Assigned task => Return the data that follows exactly, with each line intact.

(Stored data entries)
● ● ● ● ●
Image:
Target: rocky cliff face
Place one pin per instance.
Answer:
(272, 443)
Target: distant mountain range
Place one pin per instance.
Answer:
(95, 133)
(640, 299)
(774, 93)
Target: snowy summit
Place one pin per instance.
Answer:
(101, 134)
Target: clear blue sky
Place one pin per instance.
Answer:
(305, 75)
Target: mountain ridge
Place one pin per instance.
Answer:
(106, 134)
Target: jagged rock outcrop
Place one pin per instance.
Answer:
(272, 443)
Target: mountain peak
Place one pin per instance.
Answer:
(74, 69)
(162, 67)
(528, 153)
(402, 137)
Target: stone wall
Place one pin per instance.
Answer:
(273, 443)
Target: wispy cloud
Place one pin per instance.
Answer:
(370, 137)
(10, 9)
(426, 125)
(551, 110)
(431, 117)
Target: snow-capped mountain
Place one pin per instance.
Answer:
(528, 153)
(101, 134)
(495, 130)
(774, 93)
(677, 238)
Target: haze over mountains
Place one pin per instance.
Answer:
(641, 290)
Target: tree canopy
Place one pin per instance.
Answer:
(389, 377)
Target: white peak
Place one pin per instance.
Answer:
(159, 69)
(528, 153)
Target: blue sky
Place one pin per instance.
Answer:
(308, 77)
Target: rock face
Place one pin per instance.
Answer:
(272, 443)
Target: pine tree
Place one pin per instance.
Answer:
● ● ● ● ●
Solution to this task =>
Image:
Target: rocky cliff face
Place one pin per instance.
Answer:
(272, 443)
Target: distant mountain range
Place one pin per instance.
Answer:
(95, 133)
(640, 299)
(774, 93)
Target: snowy summit
Place one pin per instance.
Answer:
(101, 134)
Target: clear blue sky
Place one pin per instance.
Answer:
(305, 75)
Target: mountain ridge
Place one pin per instance.
Answer:
(106, 134)
Target: jagged rock outcrop
Place one pin per instance.
Answer:
(272, 443)
Target: mountain peak
Place one pin per instance.
Answer:
(74, 69)
(162, 67)
(528, 153)
(402, 137)
Target: stone wall
Place one pin per instance.
Answer:
(273, 443)
Target: wispy cloud
Place one pin per instance.
Answer:
(370, 137)
(10, 9)
(426, 125)
(551, 110)
(431, 117)
Target: snow-capped mountain
Place one pin per instance.
Answer:
(528, 153)
(101, 134)
(495, 130)
(774, 93)
(677, 238)
Target: haze over mountains
Place one pin per instance.
Answer:
(641, 290)
Target: tree canopy
Place one pin per instance.
Answer:
(389, 377)
Target: white peak
Place one pin per instance.
Answer:
(159, 69)
(528, 153)
Target: blue sky
Place one pin per instance.
Answer:
(308, 77)
Target: rock face
Place one pin per instance.
Answer:
(272, 443)
Target: pine tree
Place one pin per instance.
Answer:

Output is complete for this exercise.